Parked on a chair in the hospital lobby, I was beyond the reach of the wind’s icy fingers. I’d come for a routine test and stayed to make my grocery list in an attempt to delay meeting the arctic air that had blown in that morning.  A family went about their work of decorating the hospital’s towering tree, their muffled voices blending with Christmas Muzak and the whir of the continually opening automatic sliding door.  I knew these sounds. I knew that tree.

A year ago today our then-sixteen-year-old son woke me in the middle of the night asking if I had anything he could take for stomach pain. He’d been sick for two days and in my motherly wisdom, I told him that the pain and other symptoms were his body’s way of telling him that his stomach needed rest and that pain medication wasn’t restful. He went back to bed.
_ _ _
## [Required actions]
1) In the hospital lobby passage, retype everything from "Parked on a" down to "knew that tree.".
2) In the hospital lobby passage, why did the narrator tell the son that pain medication was not the answer to his stomach pain?
3) Does each statement agree with the hospital lobby passage? Answer yes or no for each, quoting the deciding words. (a) The son was sixteen when he woke the narrator in the night. (b) The narrator had come to the hospital because of an emergency. (c) The son had been sick for one day before asking for something to take.

Saved entries
_ _ _
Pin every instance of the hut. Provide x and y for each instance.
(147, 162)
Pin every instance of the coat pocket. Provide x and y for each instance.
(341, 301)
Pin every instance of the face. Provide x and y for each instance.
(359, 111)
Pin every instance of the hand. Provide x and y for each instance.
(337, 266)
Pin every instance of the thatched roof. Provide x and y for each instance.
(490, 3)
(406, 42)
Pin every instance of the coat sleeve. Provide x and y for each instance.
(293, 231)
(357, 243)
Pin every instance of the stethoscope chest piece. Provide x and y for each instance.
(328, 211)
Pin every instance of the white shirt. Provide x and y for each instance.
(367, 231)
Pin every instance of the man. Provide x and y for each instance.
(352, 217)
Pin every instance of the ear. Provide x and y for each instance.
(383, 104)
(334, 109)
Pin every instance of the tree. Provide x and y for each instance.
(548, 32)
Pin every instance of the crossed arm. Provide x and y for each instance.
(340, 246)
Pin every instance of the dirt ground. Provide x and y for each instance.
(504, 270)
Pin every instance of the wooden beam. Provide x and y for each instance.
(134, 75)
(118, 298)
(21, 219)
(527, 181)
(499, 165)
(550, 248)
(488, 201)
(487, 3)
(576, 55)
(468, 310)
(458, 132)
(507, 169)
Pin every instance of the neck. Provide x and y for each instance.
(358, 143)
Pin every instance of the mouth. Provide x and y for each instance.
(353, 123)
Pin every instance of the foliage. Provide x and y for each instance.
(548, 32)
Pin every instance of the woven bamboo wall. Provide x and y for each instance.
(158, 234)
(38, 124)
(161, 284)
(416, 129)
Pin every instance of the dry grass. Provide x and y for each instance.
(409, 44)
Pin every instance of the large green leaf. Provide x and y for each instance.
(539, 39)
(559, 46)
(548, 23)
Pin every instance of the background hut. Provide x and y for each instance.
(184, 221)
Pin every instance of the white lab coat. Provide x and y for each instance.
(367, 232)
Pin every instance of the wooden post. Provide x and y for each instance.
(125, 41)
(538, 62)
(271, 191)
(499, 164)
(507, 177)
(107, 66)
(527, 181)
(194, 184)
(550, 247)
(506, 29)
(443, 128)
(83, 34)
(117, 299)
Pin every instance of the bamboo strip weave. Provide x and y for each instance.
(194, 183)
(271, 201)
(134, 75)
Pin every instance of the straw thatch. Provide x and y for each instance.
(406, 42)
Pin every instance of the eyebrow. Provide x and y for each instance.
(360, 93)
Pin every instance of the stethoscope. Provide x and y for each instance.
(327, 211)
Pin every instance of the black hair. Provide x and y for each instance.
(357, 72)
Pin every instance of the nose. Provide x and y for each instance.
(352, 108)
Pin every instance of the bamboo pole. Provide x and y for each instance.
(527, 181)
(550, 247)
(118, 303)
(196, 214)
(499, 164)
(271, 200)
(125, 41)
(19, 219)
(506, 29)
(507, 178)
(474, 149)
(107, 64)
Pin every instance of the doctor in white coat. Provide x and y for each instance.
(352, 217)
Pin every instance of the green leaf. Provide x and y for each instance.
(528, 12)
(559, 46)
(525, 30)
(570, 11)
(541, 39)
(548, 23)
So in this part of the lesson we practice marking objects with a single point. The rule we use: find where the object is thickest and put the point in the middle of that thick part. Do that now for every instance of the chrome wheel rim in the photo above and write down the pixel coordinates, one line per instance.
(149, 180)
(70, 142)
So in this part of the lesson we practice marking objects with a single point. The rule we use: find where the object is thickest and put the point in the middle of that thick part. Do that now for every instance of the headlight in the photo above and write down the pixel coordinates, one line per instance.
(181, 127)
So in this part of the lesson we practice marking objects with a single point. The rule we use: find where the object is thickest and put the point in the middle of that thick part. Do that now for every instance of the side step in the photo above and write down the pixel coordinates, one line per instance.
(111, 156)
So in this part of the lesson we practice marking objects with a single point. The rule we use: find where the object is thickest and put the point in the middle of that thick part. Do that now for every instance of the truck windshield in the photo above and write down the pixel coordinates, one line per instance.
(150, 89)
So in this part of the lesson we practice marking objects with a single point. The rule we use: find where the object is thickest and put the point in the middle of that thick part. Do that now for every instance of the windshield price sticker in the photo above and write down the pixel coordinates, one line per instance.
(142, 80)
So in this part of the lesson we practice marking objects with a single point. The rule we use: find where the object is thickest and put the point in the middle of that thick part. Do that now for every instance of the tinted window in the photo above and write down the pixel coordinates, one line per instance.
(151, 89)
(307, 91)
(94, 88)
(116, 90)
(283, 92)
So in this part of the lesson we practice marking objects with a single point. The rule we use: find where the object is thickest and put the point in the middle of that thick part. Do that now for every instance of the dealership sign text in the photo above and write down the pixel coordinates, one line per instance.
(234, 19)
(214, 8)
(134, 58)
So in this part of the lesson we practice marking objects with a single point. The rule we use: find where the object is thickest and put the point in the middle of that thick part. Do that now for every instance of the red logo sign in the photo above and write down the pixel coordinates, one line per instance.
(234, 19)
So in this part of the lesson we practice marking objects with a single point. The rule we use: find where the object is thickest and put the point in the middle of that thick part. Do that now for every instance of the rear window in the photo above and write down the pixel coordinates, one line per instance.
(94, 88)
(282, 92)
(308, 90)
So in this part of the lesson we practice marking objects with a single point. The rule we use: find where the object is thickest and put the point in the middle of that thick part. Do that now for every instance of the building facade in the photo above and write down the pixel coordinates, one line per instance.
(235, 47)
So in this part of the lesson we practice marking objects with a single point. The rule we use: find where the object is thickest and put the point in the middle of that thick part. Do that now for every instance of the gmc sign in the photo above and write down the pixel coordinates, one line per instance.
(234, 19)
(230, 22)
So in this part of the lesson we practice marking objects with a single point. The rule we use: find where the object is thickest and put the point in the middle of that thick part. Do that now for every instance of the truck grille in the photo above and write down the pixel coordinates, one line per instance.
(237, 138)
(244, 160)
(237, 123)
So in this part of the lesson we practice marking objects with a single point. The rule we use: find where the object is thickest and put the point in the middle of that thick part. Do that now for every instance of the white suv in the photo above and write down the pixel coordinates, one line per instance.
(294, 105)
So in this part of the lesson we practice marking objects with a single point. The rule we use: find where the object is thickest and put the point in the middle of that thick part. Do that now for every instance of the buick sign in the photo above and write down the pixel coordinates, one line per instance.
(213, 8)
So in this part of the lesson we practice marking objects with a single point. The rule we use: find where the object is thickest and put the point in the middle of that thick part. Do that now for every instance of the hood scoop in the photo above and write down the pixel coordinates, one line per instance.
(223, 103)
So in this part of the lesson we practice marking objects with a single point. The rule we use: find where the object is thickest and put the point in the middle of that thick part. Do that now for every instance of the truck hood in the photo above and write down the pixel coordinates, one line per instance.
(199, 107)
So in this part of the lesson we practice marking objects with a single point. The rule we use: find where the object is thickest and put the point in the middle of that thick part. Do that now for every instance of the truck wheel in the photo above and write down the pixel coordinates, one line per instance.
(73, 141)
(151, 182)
_ _ _
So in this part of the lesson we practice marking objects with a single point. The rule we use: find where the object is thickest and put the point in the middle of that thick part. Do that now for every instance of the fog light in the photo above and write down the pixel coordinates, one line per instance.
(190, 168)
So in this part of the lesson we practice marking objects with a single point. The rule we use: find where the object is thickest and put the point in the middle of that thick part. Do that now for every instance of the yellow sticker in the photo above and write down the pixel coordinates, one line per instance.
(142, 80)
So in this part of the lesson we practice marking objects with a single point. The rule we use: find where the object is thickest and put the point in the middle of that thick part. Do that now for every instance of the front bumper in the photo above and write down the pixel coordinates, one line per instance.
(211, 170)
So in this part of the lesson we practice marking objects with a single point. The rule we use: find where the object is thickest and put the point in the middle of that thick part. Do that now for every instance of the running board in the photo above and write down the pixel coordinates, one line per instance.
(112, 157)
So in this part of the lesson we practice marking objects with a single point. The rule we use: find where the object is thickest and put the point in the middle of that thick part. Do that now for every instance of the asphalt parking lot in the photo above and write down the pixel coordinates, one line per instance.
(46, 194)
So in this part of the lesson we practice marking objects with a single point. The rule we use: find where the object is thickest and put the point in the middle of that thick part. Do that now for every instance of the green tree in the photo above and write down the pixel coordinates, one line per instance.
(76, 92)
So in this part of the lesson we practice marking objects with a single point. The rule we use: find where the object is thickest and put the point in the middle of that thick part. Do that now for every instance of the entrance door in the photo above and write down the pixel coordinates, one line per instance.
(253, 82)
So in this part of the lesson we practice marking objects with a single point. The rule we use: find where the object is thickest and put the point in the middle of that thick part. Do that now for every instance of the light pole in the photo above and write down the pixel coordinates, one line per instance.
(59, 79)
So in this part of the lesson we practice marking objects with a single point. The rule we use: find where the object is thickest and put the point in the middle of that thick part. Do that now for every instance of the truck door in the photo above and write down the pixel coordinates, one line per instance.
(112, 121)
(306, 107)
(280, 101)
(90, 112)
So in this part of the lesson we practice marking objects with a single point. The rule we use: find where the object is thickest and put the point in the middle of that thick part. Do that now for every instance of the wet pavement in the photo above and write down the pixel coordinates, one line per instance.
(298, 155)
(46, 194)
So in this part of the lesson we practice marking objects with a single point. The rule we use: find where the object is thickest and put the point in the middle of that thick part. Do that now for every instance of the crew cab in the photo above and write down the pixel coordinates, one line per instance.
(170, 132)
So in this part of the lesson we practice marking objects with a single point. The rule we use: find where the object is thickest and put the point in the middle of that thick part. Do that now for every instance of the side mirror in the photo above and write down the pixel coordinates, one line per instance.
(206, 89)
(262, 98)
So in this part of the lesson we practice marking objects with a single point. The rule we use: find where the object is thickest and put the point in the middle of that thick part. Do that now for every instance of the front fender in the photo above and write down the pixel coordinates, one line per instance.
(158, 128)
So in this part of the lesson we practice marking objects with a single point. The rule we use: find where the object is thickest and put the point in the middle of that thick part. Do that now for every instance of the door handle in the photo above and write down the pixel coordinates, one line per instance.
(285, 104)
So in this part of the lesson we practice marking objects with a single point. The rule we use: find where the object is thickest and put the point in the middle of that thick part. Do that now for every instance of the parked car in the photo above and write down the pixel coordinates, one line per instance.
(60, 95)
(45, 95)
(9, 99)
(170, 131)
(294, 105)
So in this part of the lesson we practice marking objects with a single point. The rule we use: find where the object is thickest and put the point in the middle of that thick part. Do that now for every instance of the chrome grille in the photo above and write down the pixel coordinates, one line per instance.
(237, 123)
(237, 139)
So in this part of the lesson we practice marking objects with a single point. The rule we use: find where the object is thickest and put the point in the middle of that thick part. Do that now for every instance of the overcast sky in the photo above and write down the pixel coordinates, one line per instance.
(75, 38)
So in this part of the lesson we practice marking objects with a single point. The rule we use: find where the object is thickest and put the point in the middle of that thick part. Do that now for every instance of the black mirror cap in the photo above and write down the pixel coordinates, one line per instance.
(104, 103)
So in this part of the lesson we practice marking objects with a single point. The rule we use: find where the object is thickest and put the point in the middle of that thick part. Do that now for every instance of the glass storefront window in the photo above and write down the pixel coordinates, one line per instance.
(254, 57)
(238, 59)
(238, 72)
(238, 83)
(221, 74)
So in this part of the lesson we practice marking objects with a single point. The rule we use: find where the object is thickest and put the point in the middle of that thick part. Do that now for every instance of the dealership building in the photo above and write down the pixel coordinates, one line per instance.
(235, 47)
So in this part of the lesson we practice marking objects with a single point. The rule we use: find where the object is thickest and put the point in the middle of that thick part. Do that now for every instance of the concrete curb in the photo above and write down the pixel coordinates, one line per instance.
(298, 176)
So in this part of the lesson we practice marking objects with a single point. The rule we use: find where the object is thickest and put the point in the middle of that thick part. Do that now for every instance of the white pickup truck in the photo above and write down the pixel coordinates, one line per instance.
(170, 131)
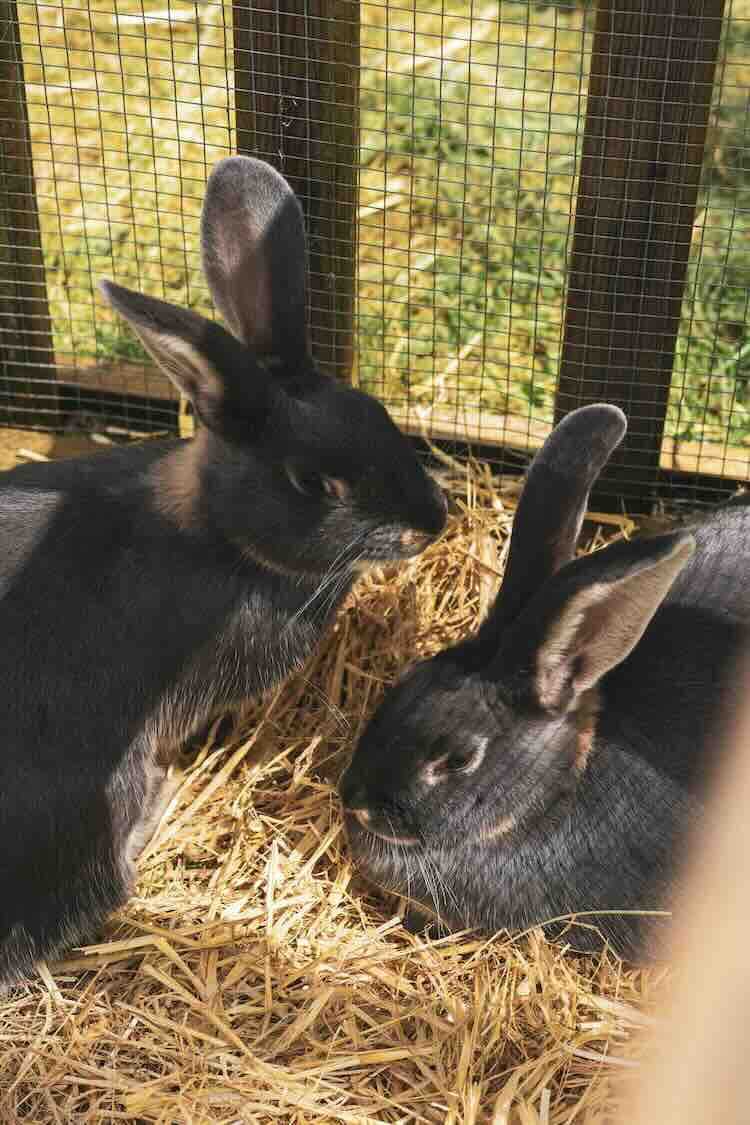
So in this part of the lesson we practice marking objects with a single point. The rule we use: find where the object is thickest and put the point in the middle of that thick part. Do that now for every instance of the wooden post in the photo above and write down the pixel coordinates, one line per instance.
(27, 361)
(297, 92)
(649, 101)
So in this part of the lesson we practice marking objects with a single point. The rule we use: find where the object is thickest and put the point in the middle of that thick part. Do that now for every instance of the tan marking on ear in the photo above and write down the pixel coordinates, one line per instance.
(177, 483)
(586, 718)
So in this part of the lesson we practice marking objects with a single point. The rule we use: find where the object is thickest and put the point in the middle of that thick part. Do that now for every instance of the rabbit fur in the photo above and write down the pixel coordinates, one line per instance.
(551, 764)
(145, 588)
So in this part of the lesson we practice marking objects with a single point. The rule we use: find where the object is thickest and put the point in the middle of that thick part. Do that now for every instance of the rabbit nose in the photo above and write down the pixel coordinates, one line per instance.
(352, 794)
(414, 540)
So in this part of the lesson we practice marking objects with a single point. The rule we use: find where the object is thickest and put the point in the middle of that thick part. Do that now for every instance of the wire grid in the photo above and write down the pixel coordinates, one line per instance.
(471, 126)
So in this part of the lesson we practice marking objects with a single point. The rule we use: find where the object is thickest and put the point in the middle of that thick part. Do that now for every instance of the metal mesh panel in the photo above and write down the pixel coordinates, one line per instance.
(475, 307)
_ _ _
## [Answers to the exercise]
1)
Parked on a chair in the hospital lobby, I was beyond the reach of the wind’s icy fingers. I’d come for a routine test and stayed to make my grocery list in an attempt to delay meeting the arctic air that had blown in that morning.  A family went about their work of decorating the hospital’s towering tree, their muffled voices blending with Christmas Muzak and the whir of the continually opening automatic sliding door.  I knew these sounds. I knew that tree.

2) The narrator believed the pain and other symptoms were his body's way of telling him that his stomach needed rest. Pain medication, in the narrator's view, wasn't restful.

3)
(a) Yes: "our then-sixteen-year-old son woke me in the middle of the night"
(b) No: "I’d come for a routine test"
(c) No: "He’d been sick for two days"